The Big Short: a Review
    By Steve Gillman 
    The Big Short: Inside the Doomsday Machine,
    by Michael Lewis - W. W. Norton & Company 2010 
    I loved this book. The Big Short is seen by others as a history
    of the real estate meltdown and the financial crisis that culminated
    in near-panic in the fall of 2008. But it is more than that.
    It is also the history and psychology of collective delusional
    thinking. 
    In fact, it is similar to a book that was first published
    almost 150 years ago (in 1841). That classic, Extraordinary Popular
    Delusions and the Madness of Crowds, by Charles Mackay, detailed
    financial follies from over the centuries, including the South
    Sea Bubble and the infamous Tulip Bulb Mania. In 1624 some tulip
    bulbs were trading at a higher price than gold. 
    
    At first glance it would seem that the key question is how
    people so easily buy into a collective delusion. For example,
    it seems painfully clear after the fact that an average salary
    of perhaps $60,000 in California couldn't sustain home prices
    that were averaging over $500,000. It seems insane on the face
    of it. But the willingness of people to play along is not really
    difficult to understand. In fact, if everyone is getting wealthier
    with real estate year after year, as insane as the prices are,
    it is perhaps harder to imagine people refusing to jump on the
    bandwagon and join in the profits.

# DATA SEGMENT
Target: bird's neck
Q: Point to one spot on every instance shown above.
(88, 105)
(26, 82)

# SET EXERCISE
Continue the review of The Big Short from the point where it stops.

# RESULT
    When we look at it this way, the conclusion seems to be that
    the process itself is insane, but the players are acting rationally--a
    strange conclusion indeed. Is it rational to take advantage of
    irrationality, and can we apply these terms to collective action
    apart from individual actions? And at what point do people stop
    realizing they are playing a dangerous game (and did they ever
    know), and start really deluding themselves with justifications
    for the general insanity around them? 
    Well, back to Michael Lewis' book. Subtitled "Inside
    the Doomsday Machine," that's exactly where we are taken.
    The big short looks at how the big banks and big investors created
    a system that was sure to explode in their faces, and came to
    believe in it as something safe and useful. Loans that were clearly
    risky were packaged together and suddenly rated much higher based
    on the delusion that a bunch of risky bets are safer than one--a
    strange application of the theory of investment diversification. 
    Apart from the bizarre sense everyone seemed to have that
    all real estate transactions made sense at any price and with
    any borrowers, there is another interesting aspect to the whole
    mess that Lewis covers. It is the fact that a handful of players
    not only saw the delusional nature of it all (myself and million
    of others saw that), but also found ways to bet against the market.
    They bet big, and they won big. 
    Perhaps my only complaint about the book is that Lewis did
    not report on the role that Government policy played in inflating
    the real estate bubble. He seemed to believe that it was all
    a matter of the key players distorting the market, with no acknowledgement
    of the easy-money policies of the Federal Reserve, the special
    tax treatment that real estate gets, the forced lowering of standards
    for loans that were legislated, and other policies that contributed
    to the boom and subsequent bust. 
    In any case, it presents a great historical lesson we can
    learn from. Like his first book, Liar's Poker, The Big Short
    is written in an easy-to-read style and with a storyline that
    makes it hard to put down.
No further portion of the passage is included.